→ **DOCUMENT TEXT**
In his Introduction Efthymiadis defines the central topic of the volume as “the literature on holy men and women who lived in the Roman East after the age of the martyrs and [which] was written in literary languages other than Latin.” The book approaches the topic in four specifically Byzantine chronological periods, fourth-seventh, eighth-tenth, eleventh-twelfth centuries, and late Byzantium (1204-1453). There follow chapters on the “Byzantine Periphery” covering Palestinian, Italo-Greek, Syriac, Georgian, Armenian, Coptic, Arabic, and Slavic hagiography, and translations into Greek of Latin hagiographical works. The stated aim of the volume is to provide “a guide which will incite further in-depth study of texts, authors, periods and languages.” A second volume, subtitled Genres and Contexts is in preparation.
The editor notes that the genre of hagiography has been stigmatized for its enormous bulk, repetitious stereotypes, religious agendas, and legendary qualities, but asserts that it is time to examine such texts from the perspective of “literary complexity and flexibility.” He traces the scholarly study of Byzantine Hagiography from the seventeenth- century Bollandists, whose work continues vibrantly today, to a “blossoming” beginning in the 1960s, particularly through the work of Lennart Rydén, Peter Brown and later that of Alexander Kazhdan. He comments, however, that the treatment of the texts as “literary expressions of writers addressing or envisaging an audience” has yet to catch up to their use as sources of historical information.
In Chapter 1, “The Life of St Antony between Biography and Hagiography,” Tomas Hägg argues for approaching this seminal text, despite its Christian focus and sacrifice of historical accuracy to “higher truth,” as an innovative continuation of the genre of secular Greek biography. Deftly handling traditional questions of authorship (he accepts Athanasios of Alexandria) and sources, he focuses on the text’s organizational strategy, which he posits employs changes of locality to map the saintly hero’s “mental progress.” He also suggests that Athanasios’s main purpose is to be found throughout the main text and identifies it as “how the Church should deal with the emerging monastic movement and how the ascetics themselves … should ideally behave.”
The next four chapters consider lives or more complex dossiers or collections of lives with comments on the careers of their subjects, the authors, the purposes (e.g., to promote a cult, to promote spirituality, to eulogize supporters of a cause like iconoclasm), and issues of sources, style and manuscript tradition, with related bibliography for each.
Chapter 2, “Greek Hagiography in Late Antiquity (Fourth-Seventh Centuries),” by Efthymiadis and V. Déroche, examines the growth of the popular veneration of Christian saints in the period following the end of the Great Persecution and the support provided to it by hagiography, considering specific texts chronologically and by region. Two examples give the flavor of the approach. The anonymous Life of Symeon Stylites the Younger describes the experiences of its subject, beginning at age seven, who lived for more than 64 years (528-592) as a pillar saint west of Antioch. The potential sources of the author’s information, simply as an eyewitness or also with monastic documents, are evaluated, the latter being favored, and the terminology of the author’s highly negative stance toward the saint’s opponents noted. Leontios of Neapolis’s life of John the Almsgiver (written 641-642) is analyzed as intended to propagate a local cult, but also “to promote a kind of religious spirituality,” while Leontios’s portrayal of John as a model of charity resulted in the frequent imitation of the text.

→ **WORK TO BE COMPLETED**
Reproduce the hagiography review from "The editor notes" to "of historical information.". The lines that come next have no connection to the hagiography review.

→ **INFORMATION SUPPLIED**
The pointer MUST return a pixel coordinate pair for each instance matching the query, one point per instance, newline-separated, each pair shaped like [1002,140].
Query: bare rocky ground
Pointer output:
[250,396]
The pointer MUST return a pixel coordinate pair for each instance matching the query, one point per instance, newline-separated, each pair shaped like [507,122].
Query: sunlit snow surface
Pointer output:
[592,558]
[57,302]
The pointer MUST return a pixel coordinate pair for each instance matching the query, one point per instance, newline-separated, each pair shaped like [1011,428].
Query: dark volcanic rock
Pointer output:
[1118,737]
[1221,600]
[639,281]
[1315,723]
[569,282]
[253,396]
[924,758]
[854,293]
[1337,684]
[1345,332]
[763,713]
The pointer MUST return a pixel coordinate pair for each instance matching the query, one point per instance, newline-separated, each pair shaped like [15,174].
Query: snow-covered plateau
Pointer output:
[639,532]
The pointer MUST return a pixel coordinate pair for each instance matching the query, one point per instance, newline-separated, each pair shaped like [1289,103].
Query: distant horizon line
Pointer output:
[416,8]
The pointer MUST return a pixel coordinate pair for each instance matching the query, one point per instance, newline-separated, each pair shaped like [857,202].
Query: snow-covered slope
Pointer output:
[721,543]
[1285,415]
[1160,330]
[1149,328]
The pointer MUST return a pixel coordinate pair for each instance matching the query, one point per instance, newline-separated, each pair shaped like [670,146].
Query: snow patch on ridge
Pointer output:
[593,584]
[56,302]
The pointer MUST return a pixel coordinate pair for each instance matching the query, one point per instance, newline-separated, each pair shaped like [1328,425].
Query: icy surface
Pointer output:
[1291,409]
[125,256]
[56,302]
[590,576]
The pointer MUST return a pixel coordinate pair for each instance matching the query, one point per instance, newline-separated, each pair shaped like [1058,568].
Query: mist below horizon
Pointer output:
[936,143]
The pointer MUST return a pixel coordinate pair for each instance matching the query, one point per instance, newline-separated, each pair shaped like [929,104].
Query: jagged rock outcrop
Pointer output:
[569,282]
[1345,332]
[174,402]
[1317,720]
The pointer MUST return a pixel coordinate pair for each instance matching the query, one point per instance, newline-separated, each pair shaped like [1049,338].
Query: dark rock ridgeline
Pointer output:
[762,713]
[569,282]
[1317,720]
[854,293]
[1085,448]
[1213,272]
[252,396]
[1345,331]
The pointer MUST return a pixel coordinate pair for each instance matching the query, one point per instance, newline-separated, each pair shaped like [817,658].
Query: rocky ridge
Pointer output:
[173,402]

→ **ANSWER**
The editor notes that the genre of hagiography has been stigmatized for its enormous bulk, repetitious stereotypes, religious agendas, and legendary qualities, but asserts that it is time to examine such texts from the perspective of “literary complexity and flexibility.” He traces the scholarly study of Byzantine Hagiography from the seventeenth- century Bollandists, whose work continues vibrantly today, to a “blossoming” beginning in the 1960s, particularly through the work of Lennart Rydén, Peter Brown and later that of Alexander Kazhdan. He comments, however, that the treatment of the texts as “literary expressions of writers addressing or envisaging an audience” has yet to catch up to their use as sources of historical information.